▸ **Requirement**
Every entry must be copied word for word.

(Point labeling examples)
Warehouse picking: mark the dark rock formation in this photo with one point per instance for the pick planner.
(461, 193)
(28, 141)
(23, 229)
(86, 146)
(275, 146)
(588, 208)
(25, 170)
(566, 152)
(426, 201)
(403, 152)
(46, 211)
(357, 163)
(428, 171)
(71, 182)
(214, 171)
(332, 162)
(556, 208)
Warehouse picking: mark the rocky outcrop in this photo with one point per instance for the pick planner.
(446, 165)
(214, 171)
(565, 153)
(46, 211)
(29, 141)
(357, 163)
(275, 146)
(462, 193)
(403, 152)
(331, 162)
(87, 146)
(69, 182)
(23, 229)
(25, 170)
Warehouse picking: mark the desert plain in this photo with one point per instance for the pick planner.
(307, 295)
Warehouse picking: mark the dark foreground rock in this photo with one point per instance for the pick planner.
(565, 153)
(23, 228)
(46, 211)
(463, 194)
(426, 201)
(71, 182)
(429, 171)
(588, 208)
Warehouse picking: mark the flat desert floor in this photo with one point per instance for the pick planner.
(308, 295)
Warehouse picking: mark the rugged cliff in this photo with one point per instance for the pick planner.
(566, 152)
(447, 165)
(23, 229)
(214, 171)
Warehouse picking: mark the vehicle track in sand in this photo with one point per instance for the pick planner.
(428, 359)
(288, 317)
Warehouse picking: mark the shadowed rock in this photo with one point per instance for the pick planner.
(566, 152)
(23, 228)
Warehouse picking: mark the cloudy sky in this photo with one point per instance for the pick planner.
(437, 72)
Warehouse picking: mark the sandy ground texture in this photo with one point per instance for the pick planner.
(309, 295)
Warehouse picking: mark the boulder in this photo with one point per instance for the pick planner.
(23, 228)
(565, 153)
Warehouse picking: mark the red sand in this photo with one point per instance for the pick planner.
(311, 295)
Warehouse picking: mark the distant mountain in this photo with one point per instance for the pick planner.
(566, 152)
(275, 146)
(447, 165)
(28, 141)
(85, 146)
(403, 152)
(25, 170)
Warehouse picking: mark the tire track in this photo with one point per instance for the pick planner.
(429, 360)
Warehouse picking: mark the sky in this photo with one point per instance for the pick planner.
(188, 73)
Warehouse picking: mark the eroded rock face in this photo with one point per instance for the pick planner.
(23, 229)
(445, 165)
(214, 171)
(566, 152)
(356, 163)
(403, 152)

▸ **Task response**
Warehouse picking: mark the dark rock formation in this photo with one point per instance for the pick planner.
(461, 193)
(28, 141)
(23, 229)
(86, 146)
(275, 146)
(588, 208)
(25, 170)
(566, 152)
(426, 201)
(403, 152)
(46, 211)
(357, 163)
(428, 171)
(71, 182)
(214, 171)
(332, 162)
(556, 208)
Warehouse picking: mark the rocky outcrop in this photo with one point per instance for the pick planner.
(446, 165)
(214, 171)
(565, 153)
(46, 211)
(29, 141)
(357, 163)
(275, 146)
(462, 193)
(403, 152)
(331, 162)
(87, 146)
(69, 182)
(23, 229)
(25, 170)
Warehouse picking: mark the desert plain in this photo with one point per instance for the pick planner.
(307, 295)
Warehouse picking: mark the dark foreground rock in this photo with one point per instance for the pick planner.
(565, 153)
(23, 228)
(46, 211)
(463, 194)
(426, 201)
(71, 182)
(429, 171)
(588, 208)
Warehouse picking: mark the flat desert floor in this photo with one point per instance for the pick planner.
(308, 295)
Warehouse picking: mark the rugged cliff in this photo with one point per instance for the pick planner.
(566, 152)
(447, 165)
(23, 229)
(214, 171)
Warehouse picking: mark the vehicle track in sand in this photo with one point per instance for the pick planner.
(428, 359)
(288, 317)
Warehouse picking: mark the shadowed rock in this photo with one point per instance for the pick planner.
(566, 152)
(23, 228)
Warehouse picking: mark the cloudy sky in this photo with one point per instance for the pick planner.
(437, 72)
Warehouse picking: mark the sandy ground texture in this photo with one point per instance for the pick planner.
(309, 295)
Warehouse picking: mark the boulder in this photo with one point per instance for the pick planner.
(23, 228)
(565, 153)
Warehouse picking: mark the red sand in this photo with one point per instance for the pick planner.
(311, 295)
Warehouse picking: mark the distant mountain in this photo with one point per instance for the pick planner.
(566, 152)
(275, 146)
(447, 165)
(28, 141)
(85, 146)
(403, 152)
(25, 170)
Warehouse picking: mark the tire track in this photo with one point per instance for the pick planner.
(429, 360)
Warehouse picking: mark the sky in this photo with one point per instance for the pick planner.
(188, 73)
Warehouse picking: mark the eroded rock face in this photo with one point per instance for the pick planner.
(23, 229)
(445, 165)
(214, 171)
(566, 152)
(356, 163)
(403, 152)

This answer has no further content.